EXERCISE REQUIREMENTS:
Reproduce the entries from the line containing "Expected: one point per instance of the gravel" through the end of the entries, keeping the requests as they are, but increase every point coordinate in the answers by 74.

### RECORDS SHOWN ###

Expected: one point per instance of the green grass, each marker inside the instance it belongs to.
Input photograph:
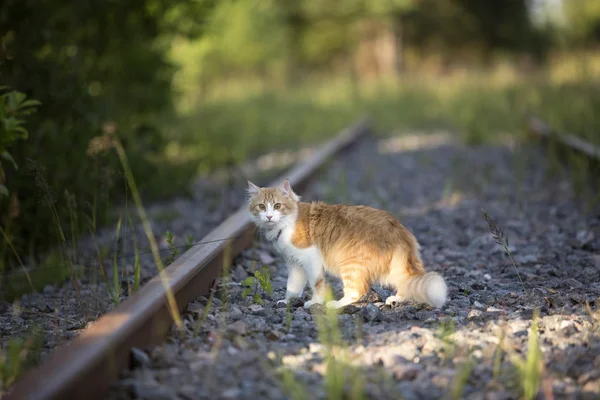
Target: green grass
(240, 121)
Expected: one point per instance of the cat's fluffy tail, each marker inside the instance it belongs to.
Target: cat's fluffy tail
(426, 288)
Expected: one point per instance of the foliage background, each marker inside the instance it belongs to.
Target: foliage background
(193, 85)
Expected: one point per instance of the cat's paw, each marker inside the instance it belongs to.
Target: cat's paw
(335, 304)
(309, 303)
(392, 300)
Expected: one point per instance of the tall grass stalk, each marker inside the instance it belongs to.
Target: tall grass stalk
(116, 291)
(8, 241)
(172, 304)
(136, 263)
(502, 240)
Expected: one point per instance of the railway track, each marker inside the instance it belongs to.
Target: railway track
(85, 367)
(230, 347)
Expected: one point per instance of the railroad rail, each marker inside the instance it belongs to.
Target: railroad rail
(84, 368)
(540, 128)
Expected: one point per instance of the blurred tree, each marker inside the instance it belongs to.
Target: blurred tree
(90, 63)
(582, 20)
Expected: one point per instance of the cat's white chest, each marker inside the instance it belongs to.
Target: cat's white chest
(309, 258)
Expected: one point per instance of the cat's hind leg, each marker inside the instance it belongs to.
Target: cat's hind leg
(356, 285)
(295, 283)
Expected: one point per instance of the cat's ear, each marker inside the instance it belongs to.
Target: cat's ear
(252, 189)
(286, 189)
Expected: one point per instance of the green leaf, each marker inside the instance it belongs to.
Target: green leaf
(30, 103)
(248, 281)
(6, 155)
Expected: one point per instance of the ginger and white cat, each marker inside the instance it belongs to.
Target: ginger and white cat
(361, 245)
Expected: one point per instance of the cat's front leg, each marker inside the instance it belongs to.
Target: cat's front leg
(295, 284)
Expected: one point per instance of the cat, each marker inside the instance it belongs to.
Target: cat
(361, 245)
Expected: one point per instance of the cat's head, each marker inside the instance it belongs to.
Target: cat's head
(272, 206)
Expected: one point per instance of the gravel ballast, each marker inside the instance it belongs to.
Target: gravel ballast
(474, 347)
(52, 317)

###

ANSWER TO THIS TASK:
Expected: one point per instance of the gravel ballast, each marker inside the instance it belongs to.
Target: gravel ballast
(548, 421)
(126, 391)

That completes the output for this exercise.